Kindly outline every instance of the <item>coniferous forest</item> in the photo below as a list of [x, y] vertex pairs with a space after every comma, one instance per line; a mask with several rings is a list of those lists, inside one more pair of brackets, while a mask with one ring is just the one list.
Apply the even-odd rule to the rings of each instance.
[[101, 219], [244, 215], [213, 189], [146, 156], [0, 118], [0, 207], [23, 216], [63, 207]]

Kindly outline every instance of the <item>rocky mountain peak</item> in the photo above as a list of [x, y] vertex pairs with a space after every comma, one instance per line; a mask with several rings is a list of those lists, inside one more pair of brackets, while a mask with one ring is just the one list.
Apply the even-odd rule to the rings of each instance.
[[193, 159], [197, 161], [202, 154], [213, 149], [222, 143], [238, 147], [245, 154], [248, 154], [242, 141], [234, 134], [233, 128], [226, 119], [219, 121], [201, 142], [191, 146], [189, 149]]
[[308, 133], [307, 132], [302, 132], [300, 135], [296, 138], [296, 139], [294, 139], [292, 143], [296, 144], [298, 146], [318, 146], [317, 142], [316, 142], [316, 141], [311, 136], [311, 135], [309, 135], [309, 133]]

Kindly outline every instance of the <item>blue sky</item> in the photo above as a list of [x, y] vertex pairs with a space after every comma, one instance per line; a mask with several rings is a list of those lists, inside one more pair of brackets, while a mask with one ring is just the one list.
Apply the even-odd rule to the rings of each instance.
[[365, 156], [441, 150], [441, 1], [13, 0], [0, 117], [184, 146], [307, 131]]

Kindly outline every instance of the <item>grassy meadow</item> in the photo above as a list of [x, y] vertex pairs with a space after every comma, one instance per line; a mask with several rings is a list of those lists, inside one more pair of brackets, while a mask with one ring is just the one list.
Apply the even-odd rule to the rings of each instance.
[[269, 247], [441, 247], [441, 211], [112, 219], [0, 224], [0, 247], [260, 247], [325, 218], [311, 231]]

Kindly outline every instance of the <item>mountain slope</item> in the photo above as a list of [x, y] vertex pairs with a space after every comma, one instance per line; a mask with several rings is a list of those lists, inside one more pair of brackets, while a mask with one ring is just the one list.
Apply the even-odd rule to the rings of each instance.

=====

Rewrite only the rows above from the line containing "Kindly outline every instance of the <item>blue" through the final row, inclusive, requests and all. Subtract 37 from every x and y vertex coordinate in the outlines.

Kindly outline every instance of the <item>blue sky</item> in the photo above as a list of [x, y] vertex pairs with a space after every comma, one instance per line; a mask with several rings is a list of those lists, inside one more pair of brackets, while a mask with one ring is just the one list.
Apply the even-odd rule to the rings of each instance.
[[328, 119], [404, 113], [404, -36], [-24, -37], [-37, 80], [147, 109], [270, 94]]

Kindly outline every instance of the <item>grassy meadow</item> in the photo above as a list of [x, y] vertex pairs with a space after every comma, one instance per line; a mask with several rings is a list of those lists, inside one more pair of brackets, while a mask with one ring is just the one list.
Apply the even-odd rule to the rings of each instance.
[[232, 210], [404, 210], [404, 174], [75, 182], [-37, 187], [-37, 210], [223, 210], [288, 181], [274, 194]]

Kindly outline every instance of the <item>mountain slope</item> in the photo above as a list of [x, y] vertex pairs with a space after every comma, one instance per line; a mask with several rings is a list of those lists, inside one more pair of brackets, while a mask with one ring is just the one list.
Apply the even-odd rule to the rings of each instance.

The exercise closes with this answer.